*Work item*:
Drop the pictures, then extract the listing word for word.

[[ Data shown open ]]

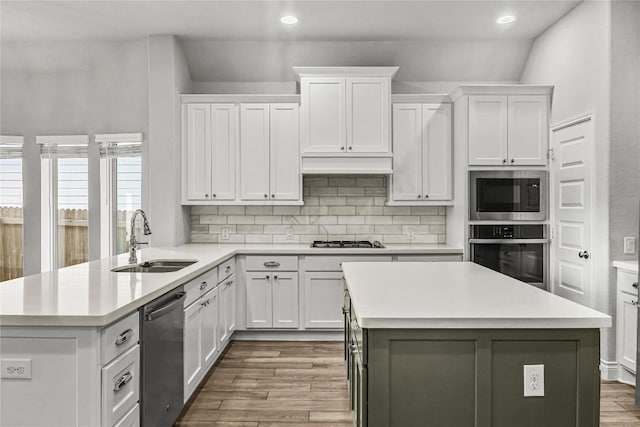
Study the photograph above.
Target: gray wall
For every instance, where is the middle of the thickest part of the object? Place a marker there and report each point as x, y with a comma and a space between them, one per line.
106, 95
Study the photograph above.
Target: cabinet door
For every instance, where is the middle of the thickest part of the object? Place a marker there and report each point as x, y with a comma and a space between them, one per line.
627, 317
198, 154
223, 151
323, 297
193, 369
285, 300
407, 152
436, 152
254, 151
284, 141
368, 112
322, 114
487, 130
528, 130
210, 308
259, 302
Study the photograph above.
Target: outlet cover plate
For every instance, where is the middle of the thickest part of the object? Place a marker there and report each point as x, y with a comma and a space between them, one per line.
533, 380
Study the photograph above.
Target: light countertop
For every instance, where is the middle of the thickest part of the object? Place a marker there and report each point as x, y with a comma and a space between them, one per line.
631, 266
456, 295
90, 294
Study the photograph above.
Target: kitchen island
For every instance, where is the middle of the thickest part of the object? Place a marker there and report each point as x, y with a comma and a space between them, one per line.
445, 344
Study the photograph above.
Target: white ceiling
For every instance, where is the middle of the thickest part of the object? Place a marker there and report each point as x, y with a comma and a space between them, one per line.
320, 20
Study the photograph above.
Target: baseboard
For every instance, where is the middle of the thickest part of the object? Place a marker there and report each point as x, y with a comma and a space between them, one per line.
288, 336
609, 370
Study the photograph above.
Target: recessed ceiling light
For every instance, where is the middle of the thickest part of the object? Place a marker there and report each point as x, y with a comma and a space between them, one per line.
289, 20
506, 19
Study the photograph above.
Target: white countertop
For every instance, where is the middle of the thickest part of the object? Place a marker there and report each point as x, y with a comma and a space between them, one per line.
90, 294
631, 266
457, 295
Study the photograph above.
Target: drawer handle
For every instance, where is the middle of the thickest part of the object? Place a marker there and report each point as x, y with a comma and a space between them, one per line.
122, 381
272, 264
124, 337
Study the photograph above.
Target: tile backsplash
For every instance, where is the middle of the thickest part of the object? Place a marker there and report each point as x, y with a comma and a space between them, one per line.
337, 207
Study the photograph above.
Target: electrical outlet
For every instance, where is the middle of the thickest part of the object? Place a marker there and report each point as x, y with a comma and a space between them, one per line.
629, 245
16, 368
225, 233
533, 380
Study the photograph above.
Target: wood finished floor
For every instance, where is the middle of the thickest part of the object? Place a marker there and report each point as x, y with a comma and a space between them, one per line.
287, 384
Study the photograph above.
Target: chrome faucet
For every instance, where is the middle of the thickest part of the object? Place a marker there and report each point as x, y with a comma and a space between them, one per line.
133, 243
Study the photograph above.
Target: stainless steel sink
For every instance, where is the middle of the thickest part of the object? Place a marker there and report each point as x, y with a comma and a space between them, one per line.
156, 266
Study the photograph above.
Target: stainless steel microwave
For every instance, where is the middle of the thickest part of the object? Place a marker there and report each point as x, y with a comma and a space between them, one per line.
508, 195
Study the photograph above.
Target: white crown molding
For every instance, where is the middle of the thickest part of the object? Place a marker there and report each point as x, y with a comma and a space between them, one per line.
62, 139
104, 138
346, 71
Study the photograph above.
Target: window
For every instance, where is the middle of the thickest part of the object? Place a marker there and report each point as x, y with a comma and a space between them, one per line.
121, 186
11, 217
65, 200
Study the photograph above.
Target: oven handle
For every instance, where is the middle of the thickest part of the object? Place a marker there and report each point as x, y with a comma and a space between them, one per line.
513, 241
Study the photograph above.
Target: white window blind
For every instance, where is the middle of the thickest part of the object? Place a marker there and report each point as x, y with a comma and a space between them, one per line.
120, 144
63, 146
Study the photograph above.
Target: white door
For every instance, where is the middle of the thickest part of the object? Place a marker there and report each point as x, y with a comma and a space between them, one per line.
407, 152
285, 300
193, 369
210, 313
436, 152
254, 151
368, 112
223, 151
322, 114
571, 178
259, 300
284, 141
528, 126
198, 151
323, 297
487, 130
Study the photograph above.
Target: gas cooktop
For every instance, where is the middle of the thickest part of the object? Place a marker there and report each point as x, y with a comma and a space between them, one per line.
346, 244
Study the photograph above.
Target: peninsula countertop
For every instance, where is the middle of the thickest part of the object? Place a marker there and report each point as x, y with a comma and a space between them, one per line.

[[ Data shown closed ]]

*Exercise solution*:
Study the photograph above.
Target: gray wall
For every instance, where is the middle of the thickest part of the object? Place a marker there and report each point as x, y with a comma and a space between them, one per line.
106, 95
Study the photograph above.
Target: cabinet door
For every instance, where is the middle of the thickest part of the object? Place a marker there and report each point as x, y with a comma and a space between them, one per line.
627, 317
198, 154
223, 151
323, 297
193, 369
285, 300
407, 152
436, 152
254, 151
284, 141
368, 112
322, 114
487, 130
528, 130
210, 308
259, 302
Study the photograph above.
Target: outlet cover plate
For every instance, where is the middle of the thickest part of the object? Place a marker there and report each point as x, y with a comma and a space between them, one per line.
533, 380
Study the photograph above.
Target: light countertop
For every instance, where is the middle of the thickest part of the object? Place a marker there and report each point as x, y with a comma and a space between them, one per line.
631, 266
456, 295
90, 294
Study the photograph above.
Target: kitchen island
For every instance, where is the middle of the thickest part of the object? Place a marker there and report each point as x, y with a comma and a space between them, one per line.
445, 344
Study the photograph above.
Target: white ceiling
For every instance, where is the middle of the thickest part of the object? Place a marker there and report each point as x, y with a comma and a space between them, one per line.
320, 20
Study the photograph above.
Target: baseboard
For every instance, where is the middle of the thickest part of the object? Place a marker there and report each point as x, y with a comma and a space between them, one per line.
288, 336
609, 370
Study the photograph above.
Target: recessed ceiling light
For every instance, where is the middle of the thickest part of the object? Place a marker there and report each point as x, y with a comma and a space between them, one per line.
289, 20
506, 19
Study the photograph above.
Target: white countertop
For every instance, where is the middle of the thickest part of the object? Place a marker there and report each point as x, y with a comma and a space between them, one per line.
90, 294
631, 266
457, 295
Study the photograph above.
Target: drawer handle
For every instance, where is the middle of the thickest part of the object? Place a marker there and report each point as x, y with a comma and a space between them, one per line.
122, 381
272, 264
124, 337
Study the photograph above.
Target: tile backsplash
For every instance, where is the middle of the thickest part of the object? Place a marker there and report each point as x, y with a comma and a space between them, one per line.
337, 207
Study the photograph above.
Target: electrical outlet
For every instance, where is the middle of the thickest part of the object? Place a marker there and report each point as x, y with a comma and a space between them, one per line.
629, 245
16, 368
225, 233
533, 380
Study the photograph above.
Target: wood finished floor
For every instance, where is the middle of the thickest part of the object? Place a marker there and report each point as x, y with a comma and a space between them, one per line.
287, 384
Study the photograph above.
Target: chrome faucet
For every instance, where is the middle of the thickest part of the object? Place a marker there and report each point as x, y with a comma and a space between them, one per line.
133, 243
Study the photograph above.
Target: stainless steel sink
For every instance, where is the middle of the thickest part of the object? Place a marker there and report each point as x, y with a comma and a space between them, one per line.
156, 266
Study the photograph above.
Target: stainless steel microwave
For every instance, where is the middle of the thickest part of the object? Place a marker there and report each point as x, y with a comma and a space between them, one per line.
508, 195
Study the photograph above.
Target: white crown molding
For every instance, where is the middle of the thickest part of the object? Place a marker there and report each point as x, y with a comma and a space between them, one per line.
62, 139
104, 138
346, 71
Study the photograph above.
Target: window
For every instance, where is the middle of the thickest part of the object? Place a marker there and report each point as x, y with a comma and a space between them, one per line.
121, 186
11, 217
65, 200
Study the photograph above.
Target: oven handle
For every instance, where is the middle of the thickest part of the object? Place a marker there and report each point as x, y with a comma and a space between them, one per line.
513, 241
Study the photograph above.
Target: white window blind
For every instance, where is the middle of the thickest part of the object? Place a marker there and report each point as x, y with a comma and a space between them, one per line.
120, 144
63, 146
Study the photograph above.
Target: white door
For every instance, where is the middle of the thickest part of the object? Place a marker there and report each point as x, y with a comma and a space between them, one per line.
407, 152
285, 300
193, 369
210, 313
436, 152
254, 151
368, 112
223, 151
322, 114
571, 178
259, 300
284, 141
528, 126
198, 151
323, 297
487, 130
Study the photograph above.
Target: gas cooktop
For every instance, where is the middle of the thickest part of the object? Place a marker there and report each point as x, y with a comma and a space between them, one per line.
346, 244
Study the photograph above.
Target: peninsula countertop
For every instance, where is the middle of the thickest part of the object? Place a marker there and report each point as x, y with a comma and a space between them, one per line.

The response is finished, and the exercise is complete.